Premier poinformował, że podczas spotkania z prezydentami rozmawiano głównie o podziale subwencji dla JST.
"Jeszcze ostatnie szlify będą robione dzisiaj w Ministerstwie Finansów. Ale generalnie algorytm jest już skonstruowany, on premiuje miasta średniej wielkości, miasta mniejsze, ale także i gminy małe, te najmniejsze, będą bardzo usatysfakcjonowane" - powiedział premier na konferencji po spotkaniu.
"Wiem, że lobbyści z wielkich miast będą starali się zmienić ten algorytm, ale bardzo proszę, by wszyscy samorządowcy z całej Polski - 85 proc. poza tymi wielkimi miastami czuwali nad tym, aby ten algorytm był jak najbardziej sprawiedliwy, taki, jaki został zaproponowany mniej więcej przez Ministerstwo Finansów" - apelował szef rządu.
"Chcemy w taki sposób układać współpracę z samorządami, aby Polska rozwijała się równomiernie" - podkreślił premier, dodając, że w przeszłości to potężne miasta rozwijały się najbardziej dynamicznie, a reszta Polski bardzo często musiała czekać, "co skapnie z pańskiego stołu".
"My zmieniliśmy tę filozofię działania, filozofię alokacji budżetu w taki sposób, aby w każdym zakątku Polski możliwości rozwojowe wyrównywać(...). Idziemy w tym kierunku, bo to oznacza dużo bardziej sprawiedliwy podział środków" - mówił Morawiecki.

- Rekordy danych -

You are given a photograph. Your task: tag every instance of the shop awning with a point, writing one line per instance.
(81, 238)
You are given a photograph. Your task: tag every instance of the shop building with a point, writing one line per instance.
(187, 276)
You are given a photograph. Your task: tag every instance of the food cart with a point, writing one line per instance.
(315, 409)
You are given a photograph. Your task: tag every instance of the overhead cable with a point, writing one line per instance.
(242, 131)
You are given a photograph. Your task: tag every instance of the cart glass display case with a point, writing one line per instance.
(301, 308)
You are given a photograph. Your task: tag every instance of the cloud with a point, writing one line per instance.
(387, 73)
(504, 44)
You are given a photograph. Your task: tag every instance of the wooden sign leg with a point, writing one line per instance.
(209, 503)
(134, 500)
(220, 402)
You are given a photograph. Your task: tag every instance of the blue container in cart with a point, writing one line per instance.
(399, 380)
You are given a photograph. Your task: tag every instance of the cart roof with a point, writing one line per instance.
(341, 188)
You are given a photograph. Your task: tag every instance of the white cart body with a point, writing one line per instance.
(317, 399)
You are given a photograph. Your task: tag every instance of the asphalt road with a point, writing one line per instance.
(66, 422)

--

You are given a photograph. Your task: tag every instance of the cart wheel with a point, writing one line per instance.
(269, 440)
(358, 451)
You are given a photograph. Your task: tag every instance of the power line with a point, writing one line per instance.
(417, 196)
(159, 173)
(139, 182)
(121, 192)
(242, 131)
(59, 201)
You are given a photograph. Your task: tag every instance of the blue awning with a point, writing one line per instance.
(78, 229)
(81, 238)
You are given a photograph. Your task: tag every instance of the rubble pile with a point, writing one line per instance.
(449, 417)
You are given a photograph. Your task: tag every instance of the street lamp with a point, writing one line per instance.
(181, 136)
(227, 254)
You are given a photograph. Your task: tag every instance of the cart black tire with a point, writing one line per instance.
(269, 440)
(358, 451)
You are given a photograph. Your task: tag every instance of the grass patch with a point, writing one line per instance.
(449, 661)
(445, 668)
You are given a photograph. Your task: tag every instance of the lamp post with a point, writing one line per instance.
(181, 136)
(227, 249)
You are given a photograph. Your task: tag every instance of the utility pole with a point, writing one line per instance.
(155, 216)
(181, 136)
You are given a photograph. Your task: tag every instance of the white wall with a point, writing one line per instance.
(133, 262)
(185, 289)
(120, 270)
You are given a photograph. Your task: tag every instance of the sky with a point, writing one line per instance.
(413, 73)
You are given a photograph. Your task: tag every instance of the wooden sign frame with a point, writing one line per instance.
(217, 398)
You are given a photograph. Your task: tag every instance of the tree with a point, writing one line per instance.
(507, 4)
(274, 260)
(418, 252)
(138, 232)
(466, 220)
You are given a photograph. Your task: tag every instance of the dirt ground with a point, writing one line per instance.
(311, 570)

- Zestaw zadań -
A: Przepisz z tekstu o podziale subwencji fragment, który otwierają słowa zawierające "Premier poinformował, że", a zamyka "apelował szef rządu.", i wstaw w nim "przedstawiciele" w miejsce "lobbyści".
B: Dopisz dalszy ciąg tekstu o podziale subwencji dla samorządów, zaczynając od miejsca, w którym ten tekst się urywa.

- Udzielone odpowiedzi -
A:
Premier poinformował, że podczas spotkania z prezydentami rozmawiano głównie o podziale subwencji dla JST.
"Jeszcze ostatnie szlify będą robione dzisiaj w Ministerstwie Finansów. Ale generalnie algorytm jest już skonstruowany, on premiuje miasta średniej wielkości, miasta mniejsze, ale także i gminy małe, te najmniejsze, będą bardzo usatysfakcjonowane" - powiedział premier na konferencji po spotkaniu.
"Wiem, że przedstawiciele z wielkich miast będą starali się zmienić ten algorytm, ale bardzo proszę, by wszyscy samorządowcy z całej Polski - 85 proc. poza tymi wielkimi miastami czuwali nad tym, aby ten algorytm był jak najbardziej sprawiedliwy, taki, jaki został zaproponowany mniej więcej przez Ministerstwo Finansów" - apelował szef rządu.

B:
Podkreślił, że jego rząd powiedział "stop polityce odwróconego Janosika", którą stosowali jego poprzednicy z Platformy Obywatelskiej: "Janosik na odwrót: zabierał biednym, żeby dać bogatym".
"My skończyliśmy z tą polityką. Polega to na tym, że środki, które są przekazywane na różnego rodzaju inwestycje przeznaczamy w dużo większym stopniu dla miast średniej wielkości, do miast mniejszych i do gmin wiejskich. Natomiast miasta wielkie, którym wszyscy życzą również jak najlepszego rozwoju, rozwijają się z samej tej definicji, że przyciągają jak magnes przedsiębiorców" - mówił premier.
Szef rządu dodawał, że polityka zrównoważonego rozwoju to polityka "wspierających się wzajemnie mechanizmów, kół zębatych, które powodują, że jak pojawia się lokalna droga, czy zjazd z autostrady (...) pojawia się potem droga powiatowa, gminna (...), poprawia się jakość życia mieszkańców ponieważ inwestujemy w żłobki, przedszkola, szpitale i szkoły i wtedy mieszkańcy chcą tam pozostać, pojawiają się nowe przedsiębiorstwa, nowe miejsca pracy".
"W końcu nasza wielka wspaniała ojczyzna Rzeczpospolita jest sumą małych ojczyzn" - powiedział premier.
Podkreślał też, że "mieszkańcy małych, średnich miast nie są w niczym gorsi od mieszkańców Warszawy" i "podział środków musi być bardziej sprawiedliwy".
W ocenie szefa rządu należy się też zastanowić, czy właściwym jest mechanizm zgodnie z którym wielkie korporacje, często sieciowe, które czerpią dochody w całym kraju podatek CIT odprowadzają tam, gdzie mają swoją siedzibę czyli zwykle w największych miastach jak Warszawa, Kraków, Gdańsk, czy Wrocław.
"Zastanówmy się zatem razem, wszyscy samorządowcy miast mniejszych, średnich, ale także gmin, czy nie należałoby przebudować tego systemu. Oczekuję tutaj na propozycje, chciałbym dostać jakieś propozycje tego typu, by system był bardziej sprawiedliwy" - powiedział premier.
Morawiecki odniósł się też do tezy, że wprowadzana przez rząd obniżka podatków zmniejsza dochody samorządów.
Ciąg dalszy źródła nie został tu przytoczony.